REHACARE.de hat sich im Berliner Coworking Space mal genauer umgesehen.
Frau Trzecinski, TUECHTIG ist ein sogenannter Coworking Space. Wie ist das Konzept von Coworking Spaces allgemein und von diesem speziell?
Stefanie Trzecinski: Bei allen Coworking Spaces ist es so, dass man Arbeitsplätze sowie Meetingräume nach Bedarf anmietet und miteinander teilt – entweder tagesweise oder auf Monatsbasis. Der Unterschied von uns zu anderen Coworking Spaces ist, dass unsere Räumlichkeiten barrierefrei sind: Es gibt also keine Schwellen, breite Türen, höhenverstellbare Schreibtische und eine behindertengerechte Toilette. Wer persönliche Unterstützung benötigt, bekommt bei uns direkt die benötigte Assistenzleistung.
Das Spannende ist, dass wir die Leute miteinander in Kontakt bringen. Diejenigen, die sich hier einmieten und arbeiten, lernen auch immer die anderen Coworker kennen. Die Aufgabe von uns, von KOPF, HAND + FUSS, ist es, die Leute miteinander zu vernetzen, sodass es auch darum geht, neue Ideen miteinander zu entwickeln.
Hier trifft man auf ganz unterschiedliche Personen: Menschen, die im Rollstuhl sitzen, Menschen mit Hörbehinderung (gehörlos oder schwerhörig), Menschen mit kognitiven oder psychischen Einschränkungen. Aber eben auch Menschen ohne Behinderung. Alle gehen auf Augenhöhe miteinander um und es ist ein großes Miteinander. Im Coworking Space TUECHTIG arbeiten Menschen mit und ohne Behinderung miteinander – und nicht nur nebeneinander her.
Welche Vorteile bringt TUECHTIG denn vor allem Menschen mit Behinderung?
Trzecinski: Sie müssen nicht von zu Hause aus arbeiten, sondern können dies an einem expliziten Arbeitsplatz tun. Somit können sie Privates und Beruf voneinander trennen. Die Assistenzleistungen und vor allem der Kundenverkehr finden somit nicht zu Hause statt. Sie kommen außerdem in Kontakt mit anderen und können sich austauschen und beim Kaffeetrinken auch mal Rückmeldung zur eigenen Arbeit einholen. Sie können ihre Geschäftsideen ohne ein großes finanzielles Risiko austesten und ihren eigenen Traum von Arbeit verwirklichen. Sie müssen also keine langfristigen Mietverträge für Gewerberäume abschließen, die in der Regel eine Mietdauer von mindestens fünf Jahren haben. Hier können sie auf Tages- oder Monatsbasis mieten beziehungsweise kündigen.
Wir bieten hier außerdem eine barrierefreie Infrastruktur, besondere Möbel und umfassende Assistenzleistungen, um einen möglichst optimalen Arbeitsplatz zu gewährleisten.
Inwiefern kann TUECHTIG zur Inklusion auf dem Arbeitsmarkt beitragen?

• Aufgabe: Welche Mietdauer haben Mietverträge für Gewerberäume laut dem Interview über den Coworking Space TUECHTIG in der Regel mindestens?

• Bereitgestellte Angaben:
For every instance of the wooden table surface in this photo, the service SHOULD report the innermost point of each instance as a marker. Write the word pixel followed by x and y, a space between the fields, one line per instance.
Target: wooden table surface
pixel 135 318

• Lösung: Sie haben in der Regel eine Mietdauer von mindestens fünf Jahren.